DATA IN THIS EXERCISE:
====

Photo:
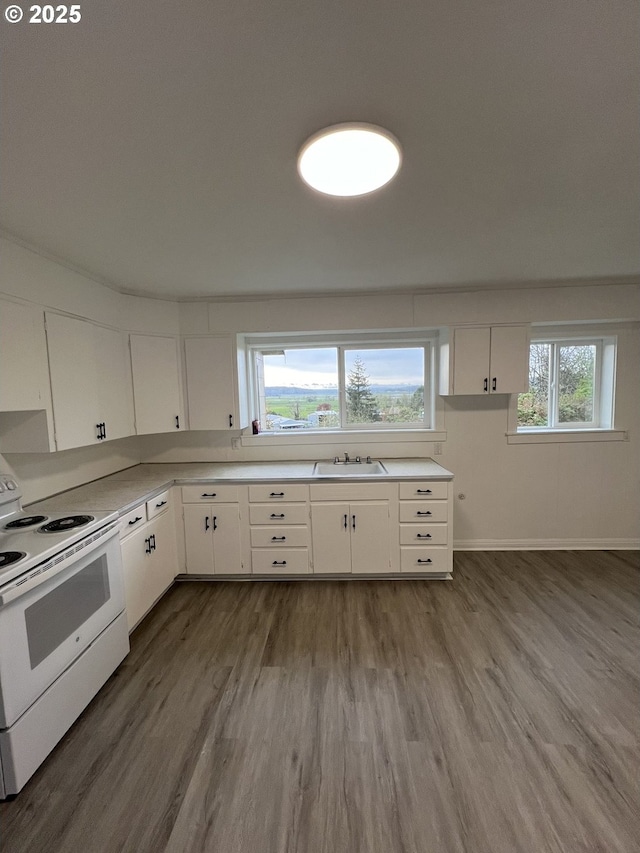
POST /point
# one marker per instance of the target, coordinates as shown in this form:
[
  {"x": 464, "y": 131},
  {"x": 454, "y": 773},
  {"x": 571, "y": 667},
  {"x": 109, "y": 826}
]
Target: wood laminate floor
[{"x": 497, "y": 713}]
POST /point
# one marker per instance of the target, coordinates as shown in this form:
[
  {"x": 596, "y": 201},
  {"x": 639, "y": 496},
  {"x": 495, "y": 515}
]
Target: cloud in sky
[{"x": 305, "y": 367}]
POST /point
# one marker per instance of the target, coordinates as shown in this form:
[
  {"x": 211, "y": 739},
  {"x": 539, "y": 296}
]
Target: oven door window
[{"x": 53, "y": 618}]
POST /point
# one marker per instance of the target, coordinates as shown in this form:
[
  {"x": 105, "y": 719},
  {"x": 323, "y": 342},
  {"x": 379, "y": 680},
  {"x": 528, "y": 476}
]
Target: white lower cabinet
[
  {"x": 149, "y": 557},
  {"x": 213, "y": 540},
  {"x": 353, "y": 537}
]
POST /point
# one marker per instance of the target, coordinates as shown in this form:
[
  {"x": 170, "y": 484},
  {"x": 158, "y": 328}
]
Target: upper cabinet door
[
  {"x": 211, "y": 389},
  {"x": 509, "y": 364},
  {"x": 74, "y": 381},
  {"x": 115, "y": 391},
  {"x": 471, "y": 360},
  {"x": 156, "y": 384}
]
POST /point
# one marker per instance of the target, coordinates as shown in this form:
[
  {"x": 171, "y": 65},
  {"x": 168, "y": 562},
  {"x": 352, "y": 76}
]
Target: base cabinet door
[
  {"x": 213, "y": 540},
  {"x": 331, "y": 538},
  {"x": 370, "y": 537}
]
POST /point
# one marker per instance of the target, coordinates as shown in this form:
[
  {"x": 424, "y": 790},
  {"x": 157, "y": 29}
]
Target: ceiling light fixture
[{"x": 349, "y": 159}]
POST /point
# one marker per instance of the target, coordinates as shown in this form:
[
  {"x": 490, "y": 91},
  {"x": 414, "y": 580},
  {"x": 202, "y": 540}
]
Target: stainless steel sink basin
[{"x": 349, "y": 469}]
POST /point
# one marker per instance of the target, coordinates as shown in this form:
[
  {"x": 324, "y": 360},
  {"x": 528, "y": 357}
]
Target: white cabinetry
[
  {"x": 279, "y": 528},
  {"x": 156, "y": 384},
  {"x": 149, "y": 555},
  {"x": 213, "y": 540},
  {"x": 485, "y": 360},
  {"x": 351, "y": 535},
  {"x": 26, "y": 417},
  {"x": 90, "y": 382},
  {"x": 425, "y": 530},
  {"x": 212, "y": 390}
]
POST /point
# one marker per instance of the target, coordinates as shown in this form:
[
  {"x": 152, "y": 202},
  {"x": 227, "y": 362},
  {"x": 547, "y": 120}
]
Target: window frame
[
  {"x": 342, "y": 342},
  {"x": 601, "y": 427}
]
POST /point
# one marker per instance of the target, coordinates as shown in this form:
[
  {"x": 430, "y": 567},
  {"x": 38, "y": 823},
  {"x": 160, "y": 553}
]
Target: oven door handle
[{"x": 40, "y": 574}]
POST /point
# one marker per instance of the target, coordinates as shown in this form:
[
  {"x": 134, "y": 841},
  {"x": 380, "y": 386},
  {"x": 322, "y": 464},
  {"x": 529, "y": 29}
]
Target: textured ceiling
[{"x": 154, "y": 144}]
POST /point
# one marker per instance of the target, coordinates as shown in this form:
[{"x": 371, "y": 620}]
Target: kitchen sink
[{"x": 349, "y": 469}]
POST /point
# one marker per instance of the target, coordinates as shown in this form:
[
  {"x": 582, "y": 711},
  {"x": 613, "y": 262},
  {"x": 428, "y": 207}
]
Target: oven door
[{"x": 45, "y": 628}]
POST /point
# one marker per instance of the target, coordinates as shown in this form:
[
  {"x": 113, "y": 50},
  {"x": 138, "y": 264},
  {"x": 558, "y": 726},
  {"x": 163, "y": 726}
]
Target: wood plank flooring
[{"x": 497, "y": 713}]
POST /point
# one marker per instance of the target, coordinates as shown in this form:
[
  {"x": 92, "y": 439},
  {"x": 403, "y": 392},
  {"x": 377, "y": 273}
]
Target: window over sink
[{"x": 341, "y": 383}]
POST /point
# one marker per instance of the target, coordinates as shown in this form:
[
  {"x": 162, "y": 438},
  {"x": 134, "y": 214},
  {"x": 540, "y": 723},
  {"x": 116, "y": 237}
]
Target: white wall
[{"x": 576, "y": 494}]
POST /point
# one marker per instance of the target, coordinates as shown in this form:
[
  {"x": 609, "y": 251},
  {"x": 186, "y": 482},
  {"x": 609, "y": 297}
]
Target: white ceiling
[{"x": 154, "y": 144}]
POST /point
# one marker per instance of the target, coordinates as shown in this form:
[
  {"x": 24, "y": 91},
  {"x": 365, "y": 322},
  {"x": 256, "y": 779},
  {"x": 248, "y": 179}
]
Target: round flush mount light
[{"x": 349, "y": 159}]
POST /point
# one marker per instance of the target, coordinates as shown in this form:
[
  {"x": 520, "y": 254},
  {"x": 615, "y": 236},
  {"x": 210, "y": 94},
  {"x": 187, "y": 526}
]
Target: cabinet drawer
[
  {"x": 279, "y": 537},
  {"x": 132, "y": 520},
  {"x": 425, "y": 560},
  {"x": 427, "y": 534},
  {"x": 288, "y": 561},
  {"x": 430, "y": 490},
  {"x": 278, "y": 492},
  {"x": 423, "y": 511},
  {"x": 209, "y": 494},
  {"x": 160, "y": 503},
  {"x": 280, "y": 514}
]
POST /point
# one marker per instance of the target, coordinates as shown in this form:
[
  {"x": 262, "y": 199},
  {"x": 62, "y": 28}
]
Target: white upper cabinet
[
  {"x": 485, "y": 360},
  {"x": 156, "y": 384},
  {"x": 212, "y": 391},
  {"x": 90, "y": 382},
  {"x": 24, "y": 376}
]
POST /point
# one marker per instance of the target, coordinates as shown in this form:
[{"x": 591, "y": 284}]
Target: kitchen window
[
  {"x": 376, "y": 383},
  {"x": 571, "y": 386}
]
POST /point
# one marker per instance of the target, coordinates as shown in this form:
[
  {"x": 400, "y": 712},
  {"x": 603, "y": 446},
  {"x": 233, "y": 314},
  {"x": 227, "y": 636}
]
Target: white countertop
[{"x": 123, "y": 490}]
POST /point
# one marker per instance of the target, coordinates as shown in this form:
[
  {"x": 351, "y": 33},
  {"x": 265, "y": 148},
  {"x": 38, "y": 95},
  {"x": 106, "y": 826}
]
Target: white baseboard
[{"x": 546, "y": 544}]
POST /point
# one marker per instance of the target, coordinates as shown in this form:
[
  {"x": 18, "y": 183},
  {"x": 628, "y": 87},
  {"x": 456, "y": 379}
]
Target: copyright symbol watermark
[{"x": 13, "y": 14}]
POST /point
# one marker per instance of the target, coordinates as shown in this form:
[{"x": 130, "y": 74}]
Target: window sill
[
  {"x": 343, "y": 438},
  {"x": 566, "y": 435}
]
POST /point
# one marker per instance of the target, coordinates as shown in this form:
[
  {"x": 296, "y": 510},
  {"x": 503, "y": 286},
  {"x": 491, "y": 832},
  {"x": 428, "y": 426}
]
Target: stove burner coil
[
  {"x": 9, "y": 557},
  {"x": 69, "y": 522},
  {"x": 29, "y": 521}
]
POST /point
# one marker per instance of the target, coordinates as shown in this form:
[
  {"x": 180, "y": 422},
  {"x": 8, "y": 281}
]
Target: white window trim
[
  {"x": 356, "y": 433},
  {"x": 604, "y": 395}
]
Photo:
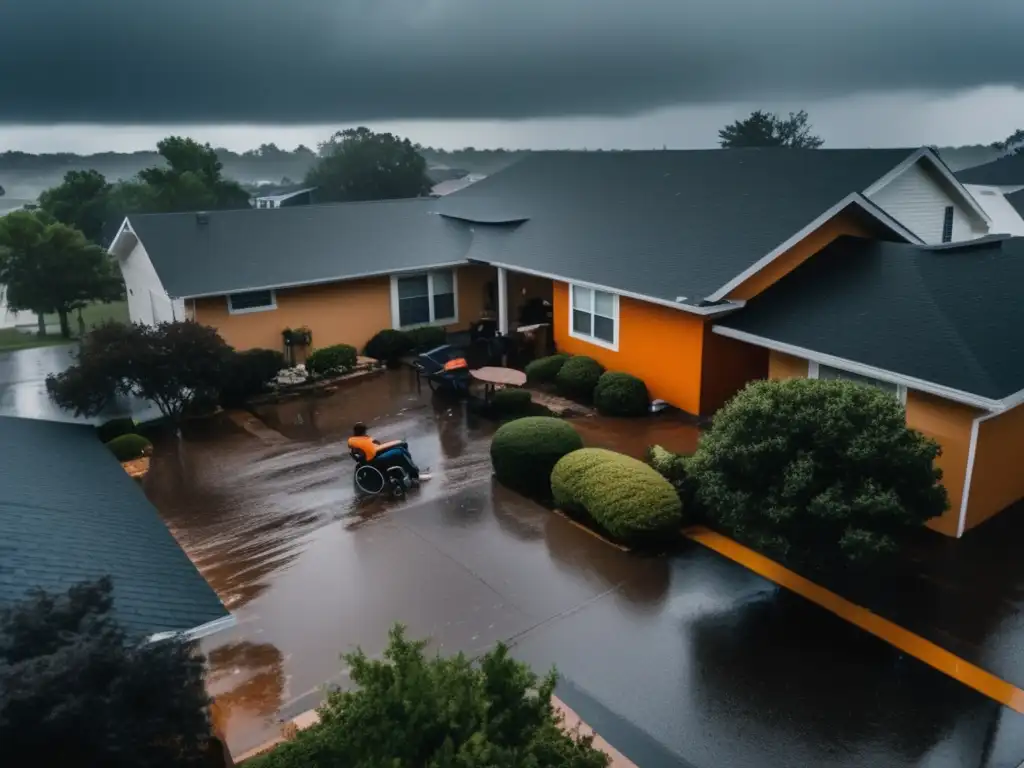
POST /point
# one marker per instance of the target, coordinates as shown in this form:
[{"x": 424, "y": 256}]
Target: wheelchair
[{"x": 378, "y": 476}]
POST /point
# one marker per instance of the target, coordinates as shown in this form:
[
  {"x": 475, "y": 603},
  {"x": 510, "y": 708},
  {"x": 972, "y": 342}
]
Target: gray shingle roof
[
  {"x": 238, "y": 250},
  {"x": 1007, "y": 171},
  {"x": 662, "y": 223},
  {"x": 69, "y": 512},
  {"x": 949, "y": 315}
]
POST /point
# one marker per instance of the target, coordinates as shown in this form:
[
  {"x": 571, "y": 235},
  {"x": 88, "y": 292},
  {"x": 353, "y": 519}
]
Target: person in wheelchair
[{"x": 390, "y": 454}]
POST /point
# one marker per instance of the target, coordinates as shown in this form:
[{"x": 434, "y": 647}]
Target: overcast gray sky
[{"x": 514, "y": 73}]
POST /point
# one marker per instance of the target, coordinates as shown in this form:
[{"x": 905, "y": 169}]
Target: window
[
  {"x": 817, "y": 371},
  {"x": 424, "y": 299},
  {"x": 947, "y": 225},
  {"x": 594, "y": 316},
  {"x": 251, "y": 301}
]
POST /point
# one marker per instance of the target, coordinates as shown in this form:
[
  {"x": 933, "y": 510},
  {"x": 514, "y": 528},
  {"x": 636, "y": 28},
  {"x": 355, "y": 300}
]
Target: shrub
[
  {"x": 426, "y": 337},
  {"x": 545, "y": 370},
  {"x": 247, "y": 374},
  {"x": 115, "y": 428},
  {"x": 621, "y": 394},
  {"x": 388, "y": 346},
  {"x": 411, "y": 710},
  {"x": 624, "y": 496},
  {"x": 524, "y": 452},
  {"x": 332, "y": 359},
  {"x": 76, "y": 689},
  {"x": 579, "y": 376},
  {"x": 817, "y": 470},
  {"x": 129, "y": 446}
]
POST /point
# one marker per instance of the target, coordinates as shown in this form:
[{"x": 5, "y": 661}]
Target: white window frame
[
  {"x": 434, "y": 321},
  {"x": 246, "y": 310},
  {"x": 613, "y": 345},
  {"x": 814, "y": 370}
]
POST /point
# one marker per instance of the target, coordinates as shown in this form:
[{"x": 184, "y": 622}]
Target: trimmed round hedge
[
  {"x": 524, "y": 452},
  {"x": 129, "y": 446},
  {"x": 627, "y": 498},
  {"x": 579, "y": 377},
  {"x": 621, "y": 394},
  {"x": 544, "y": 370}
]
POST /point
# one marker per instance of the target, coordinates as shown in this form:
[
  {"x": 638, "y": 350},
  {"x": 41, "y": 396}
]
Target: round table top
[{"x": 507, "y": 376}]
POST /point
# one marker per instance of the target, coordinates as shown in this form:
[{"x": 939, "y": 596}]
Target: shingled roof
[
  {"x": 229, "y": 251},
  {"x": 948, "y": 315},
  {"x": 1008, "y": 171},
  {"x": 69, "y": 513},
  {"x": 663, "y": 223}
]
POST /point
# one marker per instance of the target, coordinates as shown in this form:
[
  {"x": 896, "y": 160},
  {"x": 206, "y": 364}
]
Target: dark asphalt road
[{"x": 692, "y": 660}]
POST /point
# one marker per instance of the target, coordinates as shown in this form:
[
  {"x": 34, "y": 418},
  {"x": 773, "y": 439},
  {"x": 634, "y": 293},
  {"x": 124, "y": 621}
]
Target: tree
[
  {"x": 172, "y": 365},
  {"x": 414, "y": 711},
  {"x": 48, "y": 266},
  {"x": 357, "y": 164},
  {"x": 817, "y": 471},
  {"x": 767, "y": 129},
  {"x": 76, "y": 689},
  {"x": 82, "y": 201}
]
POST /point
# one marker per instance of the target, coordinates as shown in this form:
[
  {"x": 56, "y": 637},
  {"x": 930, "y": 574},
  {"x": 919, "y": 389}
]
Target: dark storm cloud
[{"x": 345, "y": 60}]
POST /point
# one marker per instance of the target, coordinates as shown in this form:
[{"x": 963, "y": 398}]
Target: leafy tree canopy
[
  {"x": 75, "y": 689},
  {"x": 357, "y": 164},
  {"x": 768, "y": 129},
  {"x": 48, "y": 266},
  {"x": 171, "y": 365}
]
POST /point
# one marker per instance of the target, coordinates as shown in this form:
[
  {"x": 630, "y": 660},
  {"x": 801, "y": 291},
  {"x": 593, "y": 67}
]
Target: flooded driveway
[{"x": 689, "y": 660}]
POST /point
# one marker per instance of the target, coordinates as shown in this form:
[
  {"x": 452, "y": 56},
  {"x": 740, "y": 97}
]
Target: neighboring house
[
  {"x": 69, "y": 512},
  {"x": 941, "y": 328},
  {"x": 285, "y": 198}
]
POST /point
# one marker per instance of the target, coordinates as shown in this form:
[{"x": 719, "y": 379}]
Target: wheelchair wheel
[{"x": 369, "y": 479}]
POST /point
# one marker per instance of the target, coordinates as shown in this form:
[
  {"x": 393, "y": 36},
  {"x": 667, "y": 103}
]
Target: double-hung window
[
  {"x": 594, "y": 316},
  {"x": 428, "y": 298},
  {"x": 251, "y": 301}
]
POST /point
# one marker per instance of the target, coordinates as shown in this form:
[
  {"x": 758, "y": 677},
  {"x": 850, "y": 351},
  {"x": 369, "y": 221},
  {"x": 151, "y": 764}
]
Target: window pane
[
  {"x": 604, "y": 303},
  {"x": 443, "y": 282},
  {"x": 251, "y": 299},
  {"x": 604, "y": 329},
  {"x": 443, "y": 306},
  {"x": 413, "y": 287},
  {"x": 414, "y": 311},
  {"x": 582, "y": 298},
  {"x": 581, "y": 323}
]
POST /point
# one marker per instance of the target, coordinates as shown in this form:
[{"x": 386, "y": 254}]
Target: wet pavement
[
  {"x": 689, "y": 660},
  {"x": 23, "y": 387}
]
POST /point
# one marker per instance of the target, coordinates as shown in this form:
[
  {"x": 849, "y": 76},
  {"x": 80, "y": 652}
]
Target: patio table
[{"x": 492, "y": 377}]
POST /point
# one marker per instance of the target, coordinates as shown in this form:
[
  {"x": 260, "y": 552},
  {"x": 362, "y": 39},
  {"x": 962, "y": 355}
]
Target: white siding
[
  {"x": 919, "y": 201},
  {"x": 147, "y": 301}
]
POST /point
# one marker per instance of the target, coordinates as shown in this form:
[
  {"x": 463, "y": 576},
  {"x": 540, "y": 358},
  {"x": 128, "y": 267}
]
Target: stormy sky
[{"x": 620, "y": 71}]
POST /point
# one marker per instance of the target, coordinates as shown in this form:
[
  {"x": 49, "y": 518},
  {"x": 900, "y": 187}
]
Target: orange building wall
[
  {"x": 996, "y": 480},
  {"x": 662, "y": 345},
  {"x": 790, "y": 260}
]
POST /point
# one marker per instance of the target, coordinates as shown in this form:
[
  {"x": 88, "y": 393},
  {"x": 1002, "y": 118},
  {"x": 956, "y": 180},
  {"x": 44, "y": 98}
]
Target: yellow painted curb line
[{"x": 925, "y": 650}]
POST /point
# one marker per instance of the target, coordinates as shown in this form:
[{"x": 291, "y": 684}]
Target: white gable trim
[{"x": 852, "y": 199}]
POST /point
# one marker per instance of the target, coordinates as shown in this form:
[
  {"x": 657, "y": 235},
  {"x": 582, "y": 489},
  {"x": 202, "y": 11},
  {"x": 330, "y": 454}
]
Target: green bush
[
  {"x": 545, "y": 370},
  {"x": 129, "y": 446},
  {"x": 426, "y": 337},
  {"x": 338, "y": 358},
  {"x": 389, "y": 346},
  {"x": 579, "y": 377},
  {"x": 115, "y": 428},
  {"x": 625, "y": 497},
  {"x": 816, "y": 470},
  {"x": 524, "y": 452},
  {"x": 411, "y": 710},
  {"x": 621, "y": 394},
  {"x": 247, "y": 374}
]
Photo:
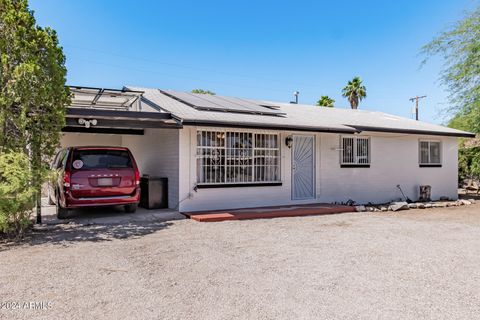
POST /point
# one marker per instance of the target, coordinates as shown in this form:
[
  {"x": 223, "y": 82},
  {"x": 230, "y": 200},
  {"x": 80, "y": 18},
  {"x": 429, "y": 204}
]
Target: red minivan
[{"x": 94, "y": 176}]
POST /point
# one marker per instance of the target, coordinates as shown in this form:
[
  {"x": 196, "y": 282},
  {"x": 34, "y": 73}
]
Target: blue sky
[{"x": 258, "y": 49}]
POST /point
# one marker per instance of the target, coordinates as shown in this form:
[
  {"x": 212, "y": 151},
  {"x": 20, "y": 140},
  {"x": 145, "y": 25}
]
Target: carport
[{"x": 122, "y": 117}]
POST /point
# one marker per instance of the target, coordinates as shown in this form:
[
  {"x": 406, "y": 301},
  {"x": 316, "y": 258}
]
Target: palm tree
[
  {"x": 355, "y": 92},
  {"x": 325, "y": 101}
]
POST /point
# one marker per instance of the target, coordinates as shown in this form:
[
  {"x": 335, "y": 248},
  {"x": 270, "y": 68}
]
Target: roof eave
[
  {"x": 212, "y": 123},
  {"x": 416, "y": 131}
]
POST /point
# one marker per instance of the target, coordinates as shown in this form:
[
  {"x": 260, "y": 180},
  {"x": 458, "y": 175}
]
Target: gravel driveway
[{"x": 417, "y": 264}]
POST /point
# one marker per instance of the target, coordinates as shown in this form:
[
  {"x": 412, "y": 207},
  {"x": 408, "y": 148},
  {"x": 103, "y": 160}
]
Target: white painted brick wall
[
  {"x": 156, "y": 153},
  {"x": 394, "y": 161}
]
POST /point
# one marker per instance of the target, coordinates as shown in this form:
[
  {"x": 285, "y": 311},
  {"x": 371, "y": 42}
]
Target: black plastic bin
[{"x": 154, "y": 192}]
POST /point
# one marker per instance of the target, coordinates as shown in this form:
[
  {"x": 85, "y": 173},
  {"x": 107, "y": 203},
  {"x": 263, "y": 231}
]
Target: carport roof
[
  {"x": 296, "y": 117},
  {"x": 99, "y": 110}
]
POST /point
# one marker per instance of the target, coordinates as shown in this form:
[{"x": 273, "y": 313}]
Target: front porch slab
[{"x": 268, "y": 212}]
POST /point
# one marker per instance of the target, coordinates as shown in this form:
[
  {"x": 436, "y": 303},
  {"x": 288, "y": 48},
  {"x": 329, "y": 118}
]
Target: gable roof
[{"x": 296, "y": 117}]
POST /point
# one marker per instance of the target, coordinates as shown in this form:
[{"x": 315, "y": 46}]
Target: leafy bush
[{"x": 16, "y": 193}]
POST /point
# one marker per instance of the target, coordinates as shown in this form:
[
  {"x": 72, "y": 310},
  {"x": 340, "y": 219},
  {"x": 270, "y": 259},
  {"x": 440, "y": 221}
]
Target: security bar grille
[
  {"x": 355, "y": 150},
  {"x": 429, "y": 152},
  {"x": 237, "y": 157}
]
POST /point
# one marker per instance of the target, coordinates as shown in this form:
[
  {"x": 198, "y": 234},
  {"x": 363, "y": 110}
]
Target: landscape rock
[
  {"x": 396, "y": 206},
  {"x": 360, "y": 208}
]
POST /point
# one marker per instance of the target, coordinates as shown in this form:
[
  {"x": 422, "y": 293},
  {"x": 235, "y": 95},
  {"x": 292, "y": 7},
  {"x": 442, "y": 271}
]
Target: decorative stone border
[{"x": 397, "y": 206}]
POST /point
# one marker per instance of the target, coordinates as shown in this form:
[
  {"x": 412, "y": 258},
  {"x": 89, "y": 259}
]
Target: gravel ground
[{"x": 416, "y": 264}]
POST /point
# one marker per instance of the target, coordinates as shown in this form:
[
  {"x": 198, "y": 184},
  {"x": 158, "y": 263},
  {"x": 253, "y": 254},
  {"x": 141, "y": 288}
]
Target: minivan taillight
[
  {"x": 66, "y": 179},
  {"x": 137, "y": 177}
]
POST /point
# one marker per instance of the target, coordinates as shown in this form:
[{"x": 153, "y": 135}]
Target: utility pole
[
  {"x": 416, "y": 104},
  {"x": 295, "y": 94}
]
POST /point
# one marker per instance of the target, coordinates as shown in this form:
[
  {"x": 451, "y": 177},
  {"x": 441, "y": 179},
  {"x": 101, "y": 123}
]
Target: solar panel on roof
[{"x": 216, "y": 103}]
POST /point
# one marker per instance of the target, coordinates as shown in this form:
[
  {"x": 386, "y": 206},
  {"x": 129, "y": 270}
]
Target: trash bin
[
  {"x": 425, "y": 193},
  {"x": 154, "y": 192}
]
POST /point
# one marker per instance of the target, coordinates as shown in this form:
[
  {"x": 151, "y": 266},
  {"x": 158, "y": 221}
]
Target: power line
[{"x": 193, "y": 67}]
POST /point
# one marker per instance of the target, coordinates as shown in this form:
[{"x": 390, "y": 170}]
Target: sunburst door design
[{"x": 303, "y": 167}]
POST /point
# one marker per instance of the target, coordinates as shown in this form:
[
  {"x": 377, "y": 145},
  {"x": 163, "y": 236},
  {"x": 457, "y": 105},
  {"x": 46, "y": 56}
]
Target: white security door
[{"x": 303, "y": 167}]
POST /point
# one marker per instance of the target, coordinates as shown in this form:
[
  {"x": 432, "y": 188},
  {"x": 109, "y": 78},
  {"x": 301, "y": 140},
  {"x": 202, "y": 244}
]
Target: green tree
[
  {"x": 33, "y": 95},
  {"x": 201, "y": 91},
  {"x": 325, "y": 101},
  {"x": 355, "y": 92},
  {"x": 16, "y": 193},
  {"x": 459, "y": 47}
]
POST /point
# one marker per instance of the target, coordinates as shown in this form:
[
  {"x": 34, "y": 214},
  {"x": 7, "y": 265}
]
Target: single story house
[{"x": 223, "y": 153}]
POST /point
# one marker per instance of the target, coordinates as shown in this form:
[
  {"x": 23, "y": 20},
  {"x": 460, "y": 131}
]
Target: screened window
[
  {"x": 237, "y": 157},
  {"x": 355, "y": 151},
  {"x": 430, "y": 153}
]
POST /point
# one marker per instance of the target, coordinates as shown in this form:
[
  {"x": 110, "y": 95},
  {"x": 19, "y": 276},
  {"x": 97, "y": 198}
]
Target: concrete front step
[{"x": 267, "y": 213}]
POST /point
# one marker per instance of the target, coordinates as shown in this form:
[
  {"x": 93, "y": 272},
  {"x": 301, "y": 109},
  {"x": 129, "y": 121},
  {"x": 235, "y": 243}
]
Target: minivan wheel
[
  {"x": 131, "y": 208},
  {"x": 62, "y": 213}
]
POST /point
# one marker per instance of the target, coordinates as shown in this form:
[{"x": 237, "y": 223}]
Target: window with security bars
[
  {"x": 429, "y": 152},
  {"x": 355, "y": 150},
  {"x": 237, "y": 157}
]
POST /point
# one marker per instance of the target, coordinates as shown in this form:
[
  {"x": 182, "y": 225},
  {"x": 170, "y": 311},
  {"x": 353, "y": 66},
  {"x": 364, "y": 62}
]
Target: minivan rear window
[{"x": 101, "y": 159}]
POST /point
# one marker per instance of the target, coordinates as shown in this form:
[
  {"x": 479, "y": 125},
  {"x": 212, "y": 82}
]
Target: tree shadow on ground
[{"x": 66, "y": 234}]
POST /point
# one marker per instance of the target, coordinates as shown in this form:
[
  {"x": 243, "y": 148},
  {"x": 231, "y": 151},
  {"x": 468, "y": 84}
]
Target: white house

====

WHAT IS BEING ASKED: Extract every line of the data above that contains the string "gable". Matching is case-sensitive.

OUTPUT:
Target: white gable trim
Target: gable roof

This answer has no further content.